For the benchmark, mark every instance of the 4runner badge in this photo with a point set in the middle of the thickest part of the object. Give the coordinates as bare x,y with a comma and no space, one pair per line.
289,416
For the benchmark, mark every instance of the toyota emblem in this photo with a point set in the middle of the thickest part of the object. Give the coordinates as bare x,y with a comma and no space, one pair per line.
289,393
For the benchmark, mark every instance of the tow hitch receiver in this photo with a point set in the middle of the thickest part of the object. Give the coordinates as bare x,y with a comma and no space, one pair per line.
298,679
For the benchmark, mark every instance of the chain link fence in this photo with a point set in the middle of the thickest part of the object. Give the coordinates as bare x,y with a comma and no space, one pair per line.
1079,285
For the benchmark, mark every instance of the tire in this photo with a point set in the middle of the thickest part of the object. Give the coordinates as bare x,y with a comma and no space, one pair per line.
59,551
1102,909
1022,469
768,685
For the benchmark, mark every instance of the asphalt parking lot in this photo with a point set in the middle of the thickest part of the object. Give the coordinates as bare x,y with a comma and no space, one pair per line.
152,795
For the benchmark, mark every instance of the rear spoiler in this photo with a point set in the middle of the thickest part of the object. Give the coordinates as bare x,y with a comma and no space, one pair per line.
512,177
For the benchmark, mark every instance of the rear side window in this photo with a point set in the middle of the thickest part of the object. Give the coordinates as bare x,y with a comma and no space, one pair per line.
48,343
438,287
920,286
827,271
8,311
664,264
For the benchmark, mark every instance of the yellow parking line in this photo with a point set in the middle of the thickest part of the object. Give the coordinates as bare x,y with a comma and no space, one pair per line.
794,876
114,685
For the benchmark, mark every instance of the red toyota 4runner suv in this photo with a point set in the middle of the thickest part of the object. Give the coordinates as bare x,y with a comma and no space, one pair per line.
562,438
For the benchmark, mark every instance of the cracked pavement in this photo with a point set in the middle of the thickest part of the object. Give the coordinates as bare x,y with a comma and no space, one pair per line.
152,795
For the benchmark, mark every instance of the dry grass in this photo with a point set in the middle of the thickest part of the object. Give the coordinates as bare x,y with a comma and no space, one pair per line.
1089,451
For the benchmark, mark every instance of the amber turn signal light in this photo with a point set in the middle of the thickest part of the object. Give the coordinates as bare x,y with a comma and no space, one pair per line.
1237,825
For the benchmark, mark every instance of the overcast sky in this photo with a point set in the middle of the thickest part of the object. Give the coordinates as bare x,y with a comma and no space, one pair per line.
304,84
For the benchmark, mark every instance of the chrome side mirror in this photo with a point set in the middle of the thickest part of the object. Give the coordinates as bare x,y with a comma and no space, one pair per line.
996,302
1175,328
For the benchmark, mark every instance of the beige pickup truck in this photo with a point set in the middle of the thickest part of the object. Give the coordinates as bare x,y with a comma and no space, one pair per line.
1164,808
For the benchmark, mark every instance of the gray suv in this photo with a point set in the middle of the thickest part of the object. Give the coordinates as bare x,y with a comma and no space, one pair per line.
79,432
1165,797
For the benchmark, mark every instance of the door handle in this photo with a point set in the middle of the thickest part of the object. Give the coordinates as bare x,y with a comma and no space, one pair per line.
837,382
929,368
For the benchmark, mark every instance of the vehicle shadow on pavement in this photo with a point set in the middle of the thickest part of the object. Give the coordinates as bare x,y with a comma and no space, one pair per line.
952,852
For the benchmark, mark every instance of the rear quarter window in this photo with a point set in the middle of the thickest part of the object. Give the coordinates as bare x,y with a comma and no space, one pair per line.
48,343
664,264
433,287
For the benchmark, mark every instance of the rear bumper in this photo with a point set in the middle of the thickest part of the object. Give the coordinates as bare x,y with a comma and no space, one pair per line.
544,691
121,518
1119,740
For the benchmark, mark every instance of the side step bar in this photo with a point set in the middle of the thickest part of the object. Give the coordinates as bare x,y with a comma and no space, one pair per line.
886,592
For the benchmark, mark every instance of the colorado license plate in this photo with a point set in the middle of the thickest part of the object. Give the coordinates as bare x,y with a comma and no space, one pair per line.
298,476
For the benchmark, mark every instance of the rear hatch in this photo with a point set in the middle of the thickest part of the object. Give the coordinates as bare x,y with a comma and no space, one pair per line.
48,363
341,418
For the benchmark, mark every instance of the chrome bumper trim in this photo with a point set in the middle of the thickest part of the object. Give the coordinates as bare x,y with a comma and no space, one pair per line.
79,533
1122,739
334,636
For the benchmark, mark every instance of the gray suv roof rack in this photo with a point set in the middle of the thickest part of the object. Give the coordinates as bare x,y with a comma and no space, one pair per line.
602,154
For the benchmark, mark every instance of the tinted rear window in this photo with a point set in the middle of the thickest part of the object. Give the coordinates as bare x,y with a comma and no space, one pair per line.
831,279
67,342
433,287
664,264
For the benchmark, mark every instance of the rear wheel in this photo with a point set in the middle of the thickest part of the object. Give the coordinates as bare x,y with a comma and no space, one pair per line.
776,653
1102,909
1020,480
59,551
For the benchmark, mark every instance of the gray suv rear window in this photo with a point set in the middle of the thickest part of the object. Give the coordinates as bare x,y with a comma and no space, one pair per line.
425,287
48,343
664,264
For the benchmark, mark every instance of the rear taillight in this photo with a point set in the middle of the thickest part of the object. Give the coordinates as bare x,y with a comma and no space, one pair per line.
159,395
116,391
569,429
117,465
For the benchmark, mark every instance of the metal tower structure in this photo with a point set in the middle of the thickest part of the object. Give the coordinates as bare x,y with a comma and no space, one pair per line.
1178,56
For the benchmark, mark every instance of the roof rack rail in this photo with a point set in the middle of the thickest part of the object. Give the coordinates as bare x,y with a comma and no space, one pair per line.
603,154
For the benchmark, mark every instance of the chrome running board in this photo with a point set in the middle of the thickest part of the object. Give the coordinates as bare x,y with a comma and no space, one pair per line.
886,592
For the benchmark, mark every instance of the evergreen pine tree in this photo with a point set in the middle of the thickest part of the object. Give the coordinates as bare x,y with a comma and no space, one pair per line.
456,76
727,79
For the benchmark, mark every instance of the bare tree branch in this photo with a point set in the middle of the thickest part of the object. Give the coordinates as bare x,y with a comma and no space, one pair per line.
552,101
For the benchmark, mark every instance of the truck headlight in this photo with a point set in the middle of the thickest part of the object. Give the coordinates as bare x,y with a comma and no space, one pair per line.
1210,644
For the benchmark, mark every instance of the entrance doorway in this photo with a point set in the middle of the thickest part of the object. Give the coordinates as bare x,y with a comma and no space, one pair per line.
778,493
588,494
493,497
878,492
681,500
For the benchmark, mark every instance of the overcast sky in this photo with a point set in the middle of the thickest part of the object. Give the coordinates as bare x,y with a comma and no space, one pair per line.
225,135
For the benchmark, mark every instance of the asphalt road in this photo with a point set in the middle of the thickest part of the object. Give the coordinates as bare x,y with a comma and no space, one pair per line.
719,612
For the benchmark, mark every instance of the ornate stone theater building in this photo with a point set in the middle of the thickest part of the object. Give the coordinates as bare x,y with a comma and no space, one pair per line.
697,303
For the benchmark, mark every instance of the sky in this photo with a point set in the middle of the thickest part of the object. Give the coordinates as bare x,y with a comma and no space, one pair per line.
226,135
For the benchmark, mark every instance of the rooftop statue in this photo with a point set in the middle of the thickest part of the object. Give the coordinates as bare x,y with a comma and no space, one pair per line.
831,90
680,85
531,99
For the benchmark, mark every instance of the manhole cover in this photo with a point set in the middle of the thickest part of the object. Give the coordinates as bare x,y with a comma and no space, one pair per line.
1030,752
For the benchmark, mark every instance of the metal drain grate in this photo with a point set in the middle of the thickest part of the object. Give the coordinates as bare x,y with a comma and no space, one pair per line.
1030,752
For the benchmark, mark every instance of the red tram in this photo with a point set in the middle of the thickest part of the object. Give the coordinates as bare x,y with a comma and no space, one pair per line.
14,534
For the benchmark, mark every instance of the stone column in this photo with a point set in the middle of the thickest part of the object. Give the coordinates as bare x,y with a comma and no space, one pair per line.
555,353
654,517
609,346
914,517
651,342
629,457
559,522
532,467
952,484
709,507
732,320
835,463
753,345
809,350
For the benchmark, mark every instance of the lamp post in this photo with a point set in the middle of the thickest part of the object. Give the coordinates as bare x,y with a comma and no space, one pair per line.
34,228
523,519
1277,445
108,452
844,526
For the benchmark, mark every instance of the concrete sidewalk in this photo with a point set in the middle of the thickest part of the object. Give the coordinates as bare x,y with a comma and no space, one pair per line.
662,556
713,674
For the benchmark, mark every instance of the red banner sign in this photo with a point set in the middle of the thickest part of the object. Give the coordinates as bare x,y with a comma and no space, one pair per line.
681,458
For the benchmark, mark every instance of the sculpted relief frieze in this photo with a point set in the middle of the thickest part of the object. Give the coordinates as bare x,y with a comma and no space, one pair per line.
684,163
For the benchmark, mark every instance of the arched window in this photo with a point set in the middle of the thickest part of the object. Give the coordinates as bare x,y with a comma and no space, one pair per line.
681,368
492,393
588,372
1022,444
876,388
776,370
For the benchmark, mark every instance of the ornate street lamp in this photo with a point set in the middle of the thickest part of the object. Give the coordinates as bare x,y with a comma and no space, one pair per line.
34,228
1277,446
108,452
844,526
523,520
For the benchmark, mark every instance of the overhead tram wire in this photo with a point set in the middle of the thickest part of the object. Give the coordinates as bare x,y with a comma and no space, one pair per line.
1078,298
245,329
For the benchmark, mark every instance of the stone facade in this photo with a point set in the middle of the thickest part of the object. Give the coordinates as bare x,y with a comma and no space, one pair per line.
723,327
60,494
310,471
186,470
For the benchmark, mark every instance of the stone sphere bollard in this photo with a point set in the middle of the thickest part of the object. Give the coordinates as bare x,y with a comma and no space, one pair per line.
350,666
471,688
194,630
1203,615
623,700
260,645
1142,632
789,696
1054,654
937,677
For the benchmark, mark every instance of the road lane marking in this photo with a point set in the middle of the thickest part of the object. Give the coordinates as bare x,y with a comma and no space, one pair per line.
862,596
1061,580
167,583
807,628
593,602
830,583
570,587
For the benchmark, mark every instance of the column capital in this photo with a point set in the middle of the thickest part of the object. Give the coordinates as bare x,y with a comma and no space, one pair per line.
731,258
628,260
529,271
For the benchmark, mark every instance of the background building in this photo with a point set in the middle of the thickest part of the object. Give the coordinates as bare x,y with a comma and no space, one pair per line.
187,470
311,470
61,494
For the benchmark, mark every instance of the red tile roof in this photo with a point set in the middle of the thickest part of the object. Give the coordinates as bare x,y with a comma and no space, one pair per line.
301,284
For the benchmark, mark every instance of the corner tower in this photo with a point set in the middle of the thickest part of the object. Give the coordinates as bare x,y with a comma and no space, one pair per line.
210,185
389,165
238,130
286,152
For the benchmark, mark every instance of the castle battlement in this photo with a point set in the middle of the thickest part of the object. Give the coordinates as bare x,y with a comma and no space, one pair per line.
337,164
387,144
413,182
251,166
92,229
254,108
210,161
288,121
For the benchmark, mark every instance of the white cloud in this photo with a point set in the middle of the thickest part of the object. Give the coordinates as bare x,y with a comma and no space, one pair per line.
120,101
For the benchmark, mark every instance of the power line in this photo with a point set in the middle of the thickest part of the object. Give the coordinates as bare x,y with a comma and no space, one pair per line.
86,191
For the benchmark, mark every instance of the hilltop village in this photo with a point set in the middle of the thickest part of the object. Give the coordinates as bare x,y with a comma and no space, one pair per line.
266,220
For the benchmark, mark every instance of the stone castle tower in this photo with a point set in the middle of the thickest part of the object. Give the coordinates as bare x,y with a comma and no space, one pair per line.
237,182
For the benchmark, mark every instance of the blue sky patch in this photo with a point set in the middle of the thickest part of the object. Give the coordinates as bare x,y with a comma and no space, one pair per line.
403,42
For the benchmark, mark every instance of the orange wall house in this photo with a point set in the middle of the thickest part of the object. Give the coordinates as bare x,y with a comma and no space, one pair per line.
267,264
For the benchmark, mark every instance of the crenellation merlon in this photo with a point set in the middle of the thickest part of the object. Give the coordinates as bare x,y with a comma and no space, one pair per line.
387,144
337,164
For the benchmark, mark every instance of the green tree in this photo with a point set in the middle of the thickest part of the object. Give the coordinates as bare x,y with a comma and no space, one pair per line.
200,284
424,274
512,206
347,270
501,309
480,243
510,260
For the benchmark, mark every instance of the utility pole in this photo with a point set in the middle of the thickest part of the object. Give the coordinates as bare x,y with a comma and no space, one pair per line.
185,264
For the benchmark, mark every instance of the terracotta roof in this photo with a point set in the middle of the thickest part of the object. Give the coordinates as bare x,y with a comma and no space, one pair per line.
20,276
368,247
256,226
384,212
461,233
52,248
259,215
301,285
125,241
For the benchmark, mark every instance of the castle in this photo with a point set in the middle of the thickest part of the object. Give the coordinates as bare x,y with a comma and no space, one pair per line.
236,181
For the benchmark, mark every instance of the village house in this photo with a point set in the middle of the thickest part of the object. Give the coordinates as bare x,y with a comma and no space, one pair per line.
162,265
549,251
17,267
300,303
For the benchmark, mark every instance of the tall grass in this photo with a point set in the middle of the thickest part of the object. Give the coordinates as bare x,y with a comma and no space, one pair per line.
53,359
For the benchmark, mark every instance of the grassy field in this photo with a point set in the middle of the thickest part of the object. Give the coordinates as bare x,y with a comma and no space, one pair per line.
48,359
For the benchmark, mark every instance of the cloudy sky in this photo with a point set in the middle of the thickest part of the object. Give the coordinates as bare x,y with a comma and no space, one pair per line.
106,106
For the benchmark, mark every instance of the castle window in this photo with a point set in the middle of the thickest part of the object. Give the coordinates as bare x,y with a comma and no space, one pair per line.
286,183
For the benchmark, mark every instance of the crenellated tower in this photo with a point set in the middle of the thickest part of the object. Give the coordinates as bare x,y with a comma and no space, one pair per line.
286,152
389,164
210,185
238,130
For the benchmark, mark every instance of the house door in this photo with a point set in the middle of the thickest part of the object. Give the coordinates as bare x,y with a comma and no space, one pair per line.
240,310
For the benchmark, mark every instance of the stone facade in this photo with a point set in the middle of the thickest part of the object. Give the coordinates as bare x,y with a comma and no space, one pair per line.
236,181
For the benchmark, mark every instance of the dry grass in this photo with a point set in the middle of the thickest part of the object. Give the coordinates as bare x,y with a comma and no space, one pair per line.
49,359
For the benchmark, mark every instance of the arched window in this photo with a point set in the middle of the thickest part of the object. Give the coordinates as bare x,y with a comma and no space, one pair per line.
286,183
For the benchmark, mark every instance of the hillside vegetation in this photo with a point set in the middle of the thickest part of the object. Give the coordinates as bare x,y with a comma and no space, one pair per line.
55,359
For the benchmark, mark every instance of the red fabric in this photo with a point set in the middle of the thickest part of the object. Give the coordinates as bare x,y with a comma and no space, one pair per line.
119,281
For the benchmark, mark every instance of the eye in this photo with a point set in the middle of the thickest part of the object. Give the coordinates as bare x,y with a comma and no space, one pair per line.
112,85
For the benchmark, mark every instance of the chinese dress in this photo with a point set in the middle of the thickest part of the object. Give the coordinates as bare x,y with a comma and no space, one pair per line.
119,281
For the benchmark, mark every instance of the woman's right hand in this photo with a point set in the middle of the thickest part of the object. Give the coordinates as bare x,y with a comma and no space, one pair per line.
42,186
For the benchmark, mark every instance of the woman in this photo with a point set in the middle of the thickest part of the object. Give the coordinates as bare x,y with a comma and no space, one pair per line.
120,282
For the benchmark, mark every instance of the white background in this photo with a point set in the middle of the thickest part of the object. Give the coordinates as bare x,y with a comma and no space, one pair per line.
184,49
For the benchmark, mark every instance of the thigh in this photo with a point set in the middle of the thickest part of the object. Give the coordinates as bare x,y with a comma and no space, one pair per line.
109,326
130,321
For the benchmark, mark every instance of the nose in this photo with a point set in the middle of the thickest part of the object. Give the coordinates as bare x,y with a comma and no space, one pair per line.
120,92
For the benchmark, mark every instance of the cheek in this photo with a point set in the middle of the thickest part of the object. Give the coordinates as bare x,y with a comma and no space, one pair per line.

++++++++++++++++++++

:: Exercise instructions ::
Starting at the line that contains "For the benchmark, mark every instance of the white background", retype each line through the end of the listing above and nothing else.

:: The completed task ::
For the benchmark, mark every instance of the white background in this photo with a point set in the middle of the thickest part of the object. Give the coordinates as bare x,y with a comma and no space, one pair per line.
184,49
For the benchmark, mark every instance of the thigh in this photo with a point set in the middle of the thickest part of the object. Give the coordinates as bare x,y with a comma and no space, one pair per line.
109,326
130,321
For the benchmark, mark every instance of the nose in this photo with a point set in the middle of the thickest part of the object. Give the coordinates as bare x,y with a comma and no space, one pair per line.
120,92
For the benchmark, mark every instance of the cheek in this photo with a point set in the middle of the thickest part of the object. Give the coordinates as bare x,y with a comma and no space, one pair per line.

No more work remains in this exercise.